* **Your objective**: Please set down the listing exactly, from the first line to the last.

* **Dataset extract**:
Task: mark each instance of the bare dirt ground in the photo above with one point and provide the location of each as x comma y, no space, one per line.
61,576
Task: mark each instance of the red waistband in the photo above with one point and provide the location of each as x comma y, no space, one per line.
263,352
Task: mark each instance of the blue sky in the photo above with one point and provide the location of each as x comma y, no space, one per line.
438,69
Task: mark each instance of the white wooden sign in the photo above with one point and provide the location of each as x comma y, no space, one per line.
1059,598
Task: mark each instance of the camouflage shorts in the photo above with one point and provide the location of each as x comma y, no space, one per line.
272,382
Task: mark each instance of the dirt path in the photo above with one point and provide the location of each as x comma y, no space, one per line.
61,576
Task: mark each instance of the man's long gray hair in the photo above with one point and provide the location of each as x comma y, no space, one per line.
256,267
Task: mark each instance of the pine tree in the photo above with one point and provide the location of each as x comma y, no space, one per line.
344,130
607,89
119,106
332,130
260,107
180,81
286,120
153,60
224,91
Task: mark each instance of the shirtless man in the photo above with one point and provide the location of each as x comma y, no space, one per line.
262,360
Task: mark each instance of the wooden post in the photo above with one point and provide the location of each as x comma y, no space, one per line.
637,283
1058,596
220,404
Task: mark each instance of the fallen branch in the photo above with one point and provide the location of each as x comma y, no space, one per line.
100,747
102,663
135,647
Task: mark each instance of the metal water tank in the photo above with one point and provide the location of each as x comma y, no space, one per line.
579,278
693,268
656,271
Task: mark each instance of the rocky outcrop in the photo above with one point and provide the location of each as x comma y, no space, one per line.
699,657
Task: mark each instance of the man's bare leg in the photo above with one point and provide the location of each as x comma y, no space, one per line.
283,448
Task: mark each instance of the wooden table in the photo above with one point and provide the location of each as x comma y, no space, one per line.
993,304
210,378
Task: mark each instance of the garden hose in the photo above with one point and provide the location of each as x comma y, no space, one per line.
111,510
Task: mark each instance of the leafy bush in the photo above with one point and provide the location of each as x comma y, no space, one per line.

* **Task result**:
Task: mark each instance of the bare dirt ground in the photo above with one point and provide the location of each as x comma y, no space, one per line.
61,576
Task: mark each instance of the red waistband in the photo above with one point and provide the location of each as x comma y, no space, one per line.
263,352
Task: mark each instance of the blue sky in the photo above with one point and provide the location of each as x comma y, no space, one per line.
438,69
Task: mark each instance of the white wooden sign in the photo above with one point and provide the location of each as x comma y, no space, one per line.
1059,598
Task: mark each instance of the camouflage shorts in the photo above with one point and provide the location of each as x comma y, no space, one per line.
272,382
Task: mark each instance of the dirt path in the photo above with one point and provide the location of each as x comma y, no space, one per line.
61,576
Task: mark each instance of the man's long gray hair in the photo above with one point and provide the location of each as x comma y, no space, one per line.
256,267
Task: mark each instance of the pine tree in the photo above with one point and provide the location of each as x comma y, no space, one per line.
344,130
607,89
119,106
332,130
260,107
180,81
286,120
153,60
224,91
Task: mark each instance of the shirtless man in the photo above with one point and provide the location of each as x comma y, no space, one per line.
262,360
Task: mark each instance of the wooden post in the photo above with one point and provide the location of each as x comma y, no space, one per line.
637,283
1058,596
220,404
Task: mark each instance of the fallen branch in the photo above with one point and provide the location of each as x comma y, no space, one per line.
100,747
102,663
135,647
Task: mark each instance of the metal water tank in the photo above with one point and provide the location of each as x comma y, no space, one per line.
579,278
693,268
656,271
Task: mark each instance of the rocky outcrop in the photo above with one point and provide the location of each as x comma y, no space, one per line.
699,657
Task: mark each instance of the man's bare leg in the photo above with one point and provide the location of each as x comma y, no space, one per line.
283,448
Task: mark each instance of the wooden table in the photo above with one point and provide the location of each as x comma y, no space, one per line.
993,304
210,378
Task: mark each instance of the garden hose in the photo above with one point and provide the location of each as x comma y, no space, one per line.
111,510
Task: mark each instance of the leafy bush in the photo above with one point and provide the location of each as x comma y, no space, one per line.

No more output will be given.